SET OF TASKS
(1) In the Pyro 1.0 thread, what kind of optimizer does gp.util.train use instead of a Pyro optimizer?
(2) Pick up the thread about Pyro 1.0 and its GP module after its final sentence and continue it.

Updates for Pyro 1.0 release

fehiepsi commented 4 years ago

@tbrx pointed me to this nice usage of Pyro GP module! There would be some minor changes in Pyro 1.0 (which will be released soon), so I would like to point out these differences before it is finalized. I also want to take this chance to clarify some questions in this gist (I put all the comments in the Note sections). If you have any feedback, please let me know so I can incorporate them in time. :)

tbrx commented 4 years ago

@fehiepsi Thank you so much for taking the time go to through this and demonstrate the new usage for Pyro 1.0 and the use of PyroModule and PyroSample. I suppose we are now too late for feedback for 1.0, but I do have some follow-up questions about the interface regardless! I think these stem from being not entirely clear what is going on behind the hood for gp.Parameterized, relative to PyroModule, and how the guide "mode" works.

Is there a straightforward way to define explicit guides for the GP parameters, even if these are autoguides? For example, it would be great to be able to write something like guide = pyro.infer.autoguide.AutoMultivariateNormal(gpmodel), but then I don't know how to do inference. Is it possible to train a GP using the standard svi = SVI(model, guide, optimizer, loss) syntax, or something similar?
Is it possible for the mean_function argument to GPRegression to be a PyroModule, or does this have to be an instance of gp.Parameterized? It seems like perhaps the latter, in order to have hooks into .set_mode('guide') and .set_mode('model') — or at least, otherwise I am not quite sure how to incorporate both the guides for the mean function alongside the guides for the GP. I see how your implementation (with a class ParametricFn(gp.Parameterized):…) works, but it seems like then again we give up the ability to use autoguides. Explicitly defining PyroParam objects for each parameter is definitely easier to use than what we had before, but it still seems silly to do so when effectively it is just defining a AutoDiagonalNormal guide anyway.

I suppose the short version of this is: are there any best-practices we should be aware of when defining models which use a GP as part of a larger model, rather than just using a GP alone? In particular it seems tricky to combine the different guides.

Thanks again for your help!

fehiepsi commented 4 years ago

Hi @tbrx, thanks for the feedback and questions! I think you can use gpmodels with Pyro autoguide and SVI as any PyroModule instance: autoguide.AutoMultivariateNormal(gpmodel.model). Parameterized just does an additional job to define autoguide for each random parameter. And there is no difference between utilities gp.util.train and SVI except that gp.util.train requires model/guide to be methods (instead of functions) of a class and it uses PyTorch optimizer instead of Pyro optimizer. So if you don't want that additional feature, you can just use gpmodel.model.

INPUT DATA
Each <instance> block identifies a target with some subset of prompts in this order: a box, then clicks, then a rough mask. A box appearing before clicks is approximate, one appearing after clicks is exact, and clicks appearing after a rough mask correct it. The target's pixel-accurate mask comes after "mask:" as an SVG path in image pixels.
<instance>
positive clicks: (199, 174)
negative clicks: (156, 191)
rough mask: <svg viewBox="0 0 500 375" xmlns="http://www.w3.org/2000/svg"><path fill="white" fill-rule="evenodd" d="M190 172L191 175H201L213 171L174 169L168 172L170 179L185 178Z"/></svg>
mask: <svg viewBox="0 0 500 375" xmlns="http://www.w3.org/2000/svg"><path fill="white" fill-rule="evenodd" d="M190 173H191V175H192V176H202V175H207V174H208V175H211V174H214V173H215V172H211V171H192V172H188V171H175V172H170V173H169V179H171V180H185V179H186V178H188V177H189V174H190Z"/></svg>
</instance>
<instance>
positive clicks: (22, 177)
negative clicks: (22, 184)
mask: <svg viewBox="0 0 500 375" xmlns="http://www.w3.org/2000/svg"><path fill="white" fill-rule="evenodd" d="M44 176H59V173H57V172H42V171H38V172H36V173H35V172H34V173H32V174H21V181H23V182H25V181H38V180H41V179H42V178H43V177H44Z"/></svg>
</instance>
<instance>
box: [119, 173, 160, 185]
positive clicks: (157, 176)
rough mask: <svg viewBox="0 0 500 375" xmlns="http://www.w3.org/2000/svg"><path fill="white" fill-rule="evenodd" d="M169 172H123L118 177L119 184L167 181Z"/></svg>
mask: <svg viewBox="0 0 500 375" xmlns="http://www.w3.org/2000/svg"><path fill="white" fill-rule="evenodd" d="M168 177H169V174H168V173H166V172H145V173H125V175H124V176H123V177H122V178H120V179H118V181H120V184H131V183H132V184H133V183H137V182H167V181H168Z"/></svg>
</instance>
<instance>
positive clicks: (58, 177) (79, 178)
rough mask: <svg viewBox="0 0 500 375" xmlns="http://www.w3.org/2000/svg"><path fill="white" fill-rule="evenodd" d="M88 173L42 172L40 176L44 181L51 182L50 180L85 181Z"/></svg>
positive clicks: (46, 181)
==
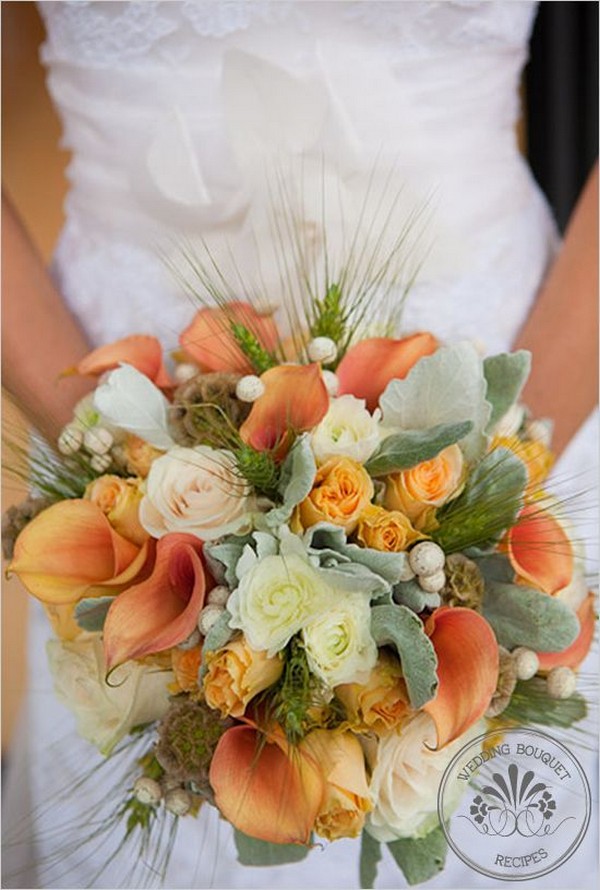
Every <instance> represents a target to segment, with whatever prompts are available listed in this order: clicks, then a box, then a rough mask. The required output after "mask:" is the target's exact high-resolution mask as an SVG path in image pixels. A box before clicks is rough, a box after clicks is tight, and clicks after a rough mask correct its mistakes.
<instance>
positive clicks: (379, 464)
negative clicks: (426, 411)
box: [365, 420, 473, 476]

ANSWERS PROVIDED
(1) A PyTorch optimizer.

(2)
Re mean function: you can define mean function to be a function, a nn.Module (e.g. CNN class in deep kernel learning example or nn.Linear in deep gp example), or a Parameterized (if you need the autoguide mechanism of Parameterized, which is both limited and flexible - e.g. in gplvm, I want to use autonormal only for latent X and the default autodelta for other random parameters.) You can also want to define it to be a PyroModule with some random parameters, but you would need to write separate guide for it.

I guess your main question is how to not use gpmodel.guide. Sure you can (it would be a bug if you can't - so please let me know if there are any issues). I believe that you can use gpmodel.model in a larger model and define your own guide if it is more flexible. Of course, you would need to write your own predict method to do prediction on new data using latent samples from your custom guide. Though, to be honest, I don't know which limitation it is when using gpmodel.guide. The ParametricModule class in the gist just shows you how to take advantage of mode to incorporate a hierarchy guide for the mean function's random parameters (if you want to define a hierarchy prior/guide for a random parameter in PyroModule, you would have to use the same lambda self: pattern). Without that, you would need to write a separate guide for mean function, use SVI to train pyro.infer.autoguide or custom guide, get samples from the guide, and replace it into some predict function... I also don't know how to combine pyro.infer.autoguide and a custom guide for mean function. :( Maybe I am missing something?

it still seems silly to do so when effectively it is just defining a AutoDiagonalNormal guide anyway

The original notebook constructs a hierarchy guide for mean function's parameters (to set some constraints for loc and scale params) so I just want to illustrate how to achieve that. If you want to use Diagonal Normal autoguide directly, just simply use (more explanation can be found in the note I put before cell 16)

class ParametricFn(gp.Parameterized):
    def __init__(self):
        super().__init__()
        self.alpha = pyro.nn.PyroSample(dist.Uniform(0, 20))
        self.beta = ...
        self.gamma = ...
        self.autoguide("alpha", dist.Normal)
        self.autoguide("beta", dist.Normal)
        self.autoguide("gamma", dist.Normal)

    def forward(self, X):
        return parametric_fn(X, self.alpha, self.beta, self.gamma)

tbrx commented 4 years ago

Thanks — these comments were actually quite helpful. I'm not sure what my issues were before, but I'm now able to use e.g. autoguide.AutoMultivariateNormal(gpmodel.model) successfully, even if using SVI(…) for inference.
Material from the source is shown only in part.